EXERCISE REQUIREMENTS:
1. Set down the portion of the security agreement definitions between "(b) All products" and "on electronic media.", inclusive.
2. Resume the security agreement definitions after their last sentence.

DEFINITIONS. The following words shall have the following meanings when used in
this Agreement. Terms not otherwise defined in this Agreement shall have the
meanings attributed to such terms in the Uniform Commercial Code. All references
to dollar amounts shall mean amounts in lawful money of the United States of
America.
AGREEMENT. The word Agreement means this Commercial Security Agreement, as this
Commercial Security Agreement may be amended or modified from time to time,
together with all exhibits and schedules attached to this Commercial Security
Agreement from time to time.
COLLATERAL. The word "Collateral" means the following described property of
Grantor, whether now owned or hereafter acquired, whether now existing or
hereafter arising, and wherever located:
All inventory, chattel paper, accounts, equipment and general Intangibles
In addition, the word Collateral includes all the following, whether now owned
or hereafter acquired, whether now existing or hereafter arising, and wherever
located:
(a) All attachments, accessions, accessories, tools, parts, supplies, increases,
and additions to and all replacements of and substitutions for any property
described above.
(b) All products and produce of any of the property described in this Collateral
section.
(c) All accounts, general intangibles, instruments, rents, monies, payments, and
all other rights, arising out of a sale, lease, or other disposition of any of
the property described in this Collateral section.
(d) All proceeds (including insurance proceeds) from the sale, destruction,
loss, or other disposition of any of The property described in this Collateral
section.
(e) All records and data relating to any of the property described in this
Collateral section, whether in the form of a writing, photograph, microfilm,
microfiche, or electronic media, together with all of Grantor's right, title,
and interest in and to all computer software required to utilize, create,
maintain, and process any such records or data on electronic media.
FORM OF COMMERCIAL SECURITY AGREEMENT
EVENT OF DEFAULT. The words "Event of Default" mean and include without
limitation any of the Events of Default set forth below in the section titled
Events of Default.
GRANTOR. The word Grantor means COLORADO TECHNICAL UNIVERSITY, INC., A COLORADO
CORPORATION, its successors and assigns.
GUARANTOR. The word Guarantor means and includes without limitation each and all
of the guarantors, sureties, and accommodation parties in connection with the
indebtedness.

Location labeling records:

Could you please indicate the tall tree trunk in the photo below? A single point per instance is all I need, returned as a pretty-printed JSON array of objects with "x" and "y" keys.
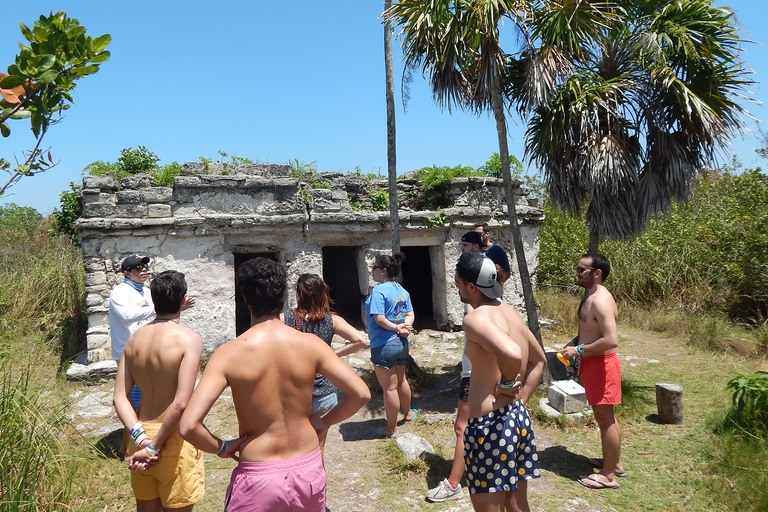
[
  {"x": 517, "y": 237},
  {"x": 594, "y": 240},
  {"x": 391, "y": 140}
]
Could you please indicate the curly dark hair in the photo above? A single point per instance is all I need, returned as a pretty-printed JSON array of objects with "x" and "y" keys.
[
  {"x": 600, "y": 262},
  {"x": 262, "y": 285},
  {"x": 168, "y": 289},
  {"x": 390, "y": 263}
]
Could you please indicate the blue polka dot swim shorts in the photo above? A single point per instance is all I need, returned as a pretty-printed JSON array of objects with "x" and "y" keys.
[{"x": 499, "y": 450}]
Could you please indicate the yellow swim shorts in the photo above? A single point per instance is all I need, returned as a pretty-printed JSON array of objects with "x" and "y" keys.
[{"x": 178, "y": 478}]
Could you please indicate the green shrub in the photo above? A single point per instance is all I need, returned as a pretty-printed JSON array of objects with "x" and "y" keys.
[
  {"x": 379, "y": 198},
  {"x": 71, "y": 209},
  {"x": 749, "y": 413},
  {"x": 307, "y": 173},
  {"x": 708, "y": 255},
  {"x": 434, "y": 182},
  {"x": 493, "y": 167}
]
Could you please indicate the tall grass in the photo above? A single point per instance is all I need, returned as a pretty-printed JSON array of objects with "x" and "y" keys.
[
  {"x": 41, "y": 281},
  {"x": 33, "y": 470},
  {"x": 710, "y": 255}
]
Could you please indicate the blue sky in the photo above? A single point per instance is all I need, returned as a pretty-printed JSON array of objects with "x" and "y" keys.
[{"x": 267, "y": 82}]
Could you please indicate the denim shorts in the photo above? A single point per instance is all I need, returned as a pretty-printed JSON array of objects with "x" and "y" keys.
[
  {"x": 323, "y": 404},
  {"x": 394, "y": 353}
]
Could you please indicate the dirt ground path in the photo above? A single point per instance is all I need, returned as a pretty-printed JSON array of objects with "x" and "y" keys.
[{"x": 354, "y": 475}]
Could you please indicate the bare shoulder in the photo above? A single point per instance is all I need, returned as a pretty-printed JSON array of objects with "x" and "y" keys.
[{"x": 603, "y": 299}]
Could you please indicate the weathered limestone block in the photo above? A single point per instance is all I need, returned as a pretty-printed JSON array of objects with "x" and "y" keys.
[
  {"x": 99, "y": 209},
  {"x": 95, "y": 278},
  {"x": 190, "y": 168},
  {"x": 180, "y": 182},
  {"x": 132, "y": 211},
  {"x": 97, "y": 321},
  {"x": 93, "y": 372},
  {"x": 157, "y": 195},
  {"x": 557, "y": 369},
  {"x": 136, "y": 181},
  {"x": 669, "y": 402},
  {"x": 567, "y": 397},
  {"x": 277, "y": 170},
  {"x": 128, "y": 196},
  {"x": 414, "y": 447},
  {"x": 96, "y": 341},
  {"x": 102, "y": 182},
  {"x": 95, "y": 195},
  {"x": 328, "y": 200},
  {"x": 94, "y": 299},
  {"x": 159, "y": 210}
]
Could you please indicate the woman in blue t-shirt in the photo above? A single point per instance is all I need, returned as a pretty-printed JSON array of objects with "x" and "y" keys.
[{"x": 390, "y": 320}]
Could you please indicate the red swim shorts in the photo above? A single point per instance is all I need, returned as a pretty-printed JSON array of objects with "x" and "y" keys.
[{"x": 601, "y": 378}]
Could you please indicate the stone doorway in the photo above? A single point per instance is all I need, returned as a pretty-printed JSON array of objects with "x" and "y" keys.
[
  {"x": 341, "y": 276},
  {"x": 242, "y": 314},
  {"x": 417, "y": 280}
]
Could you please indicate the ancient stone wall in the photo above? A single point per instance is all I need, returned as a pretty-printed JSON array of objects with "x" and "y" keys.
[{"x": 215, "y": 216}]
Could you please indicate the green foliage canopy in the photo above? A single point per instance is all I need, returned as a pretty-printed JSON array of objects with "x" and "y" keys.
[
  {"x": 710, "y": 254},
  {"x": 39, "y": 85}
]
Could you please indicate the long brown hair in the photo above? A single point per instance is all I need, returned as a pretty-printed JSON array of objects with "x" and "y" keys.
[
  {"x": 390, "y": 263},
  {"x": 313, "y": 297}
]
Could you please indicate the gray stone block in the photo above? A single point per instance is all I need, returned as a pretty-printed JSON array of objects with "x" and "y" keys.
[
  {"x": 190, "y": 168},
  {"x": 557, "y": 369},
  {"x": 128, "y": 196},
  {"x": 137, "y": 181},
  {"x": 99, "y": 209},
  {"x": 159, "y": 211},
  {"x": 102, "y": 182},
  {"x": 669, "y": 402},
  {"x": 413, "y": 447},
  {"x": 133, "y": 211},
  {"x": 157, "y": 194},
  {"x": 567, "y": 397}
]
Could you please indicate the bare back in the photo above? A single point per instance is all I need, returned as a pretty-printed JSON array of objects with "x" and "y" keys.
[
  {"x": 597, "y": 318},
  {"x": 271, "y": 369},
  {"x": 497, "y": 339},
  {"x": 154, "y": 356}
]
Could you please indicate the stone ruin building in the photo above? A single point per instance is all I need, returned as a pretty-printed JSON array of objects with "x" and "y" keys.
[{"x": 217, "y": 216}]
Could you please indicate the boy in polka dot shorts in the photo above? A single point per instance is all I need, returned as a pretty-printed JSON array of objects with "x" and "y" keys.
[{"x": 499, "y": 446}]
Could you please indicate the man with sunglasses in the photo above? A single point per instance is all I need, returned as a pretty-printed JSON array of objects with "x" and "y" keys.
[
  {"x": 600, "y": 370},
  {"x": 130, "y": 307},
  {"x": 130, "y": 304}
]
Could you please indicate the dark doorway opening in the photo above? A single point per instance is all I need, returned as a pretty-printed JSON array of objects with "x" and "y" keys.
[
  {"x": 417, "y": 280},
  {"x": 340, "y": 274},
  {"x": 242, "y": 314}
]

PER-TASK OUTPUTS:
1.
(b) All products and produce of any of the property described in this Collateral
section.
(c) All accounts, general intangibles, instruments, rents, monies, payments, and
all other rights, arising out of a sale, lease, or other disposition of any of
the property described in this Collateral section.
(d) All proceeds (including insurance proceeds) from the sale, destruction,
loss, or other disposition of any of The property described in this Collateral
section.
(e) All records and data relating to any of the property described in this
Collateral section, whether in the form of a writing, photograph, microfilm,
microfiche, or electronic media, together with all of Grantor's right, title,
and interest in and to all computer software required to utilize, create,
maintain, and process any such records or data on electronic media.

2.
INDEBTEDNESS. The word indebtedness means the indebtedness evidenced by the
Note, including all principal and interest, together with all other indebtedness
and costs and expenses for which Grantor is responsible under this Agreement or
under any of the Related Documents. In addition, the word Indebtedness includes
all other obligations, debts and liabilities, plus interest thereon, of Grantor,
or any one or more of them, to Lender, as well as all claims by Lender against
Grantor, or any one or more of them, whether existing now or later; whether they
are voluntary or involuntary, due or not due, direct or indirect, absolute or
contingent, liquidated or unliquidated; whether Grantor may be liable
individually or jointly with others; whether Grantor may be obligated as
guarantor, surety, accommodation party or otherwise; whether recovery upon such
indebtedness may be or hereafter may become barred by any statute of
limitations; and whether such indebtedness may be or hereafter may become
otherwise unenforceable.
LENDER. The word Lender means BANK ONE, COLORADO, N.A., its successors and
assigns.
NOTE. The word Note means the note or credit agreement dated December 26, 1996,
in the principal amount of $2,000,000.00 from COLORADO TECHNICAL UNIVERSITY,
INC., A COLORADO CORPORATION to Lender, together with all renewals of,
extensions of, modifications of, refinancing of, consolidations of and
substitutions for the note or credit agreement.
RELATED DOCUMENTS. The words "Related Documents" mean and include without
limitation all promissory notes, credit agreements, loan agreements,
environmental agreements, guaranties, security agreements, mortgages, deeds of
trust, and ali other instruments, agreements and documents, whether now or
hereafter existing, executed in connection with the indebtedness.
RIGHT OF SETOFF. Grantor hereby grants Lender a contractual possessory security
interest in and hereby assigns, conveys, delivers, pledges, and transfers all of
Grantor's right, title and interest in and to Grantor s accounts with Lender
(whether checking, savings, or some other account), including all accounts held
jointly with someone else and all accounts Grantor may open in the future,
excluding, however, all XXX and Xxxxx accounts, and all trust accounts for which
the grant of a security interest would be prohibited by law. Grantor authorizes
Lender, to the extent permitted by applicable law, to charge or setoff all
Indebtedness against any and all such accounts.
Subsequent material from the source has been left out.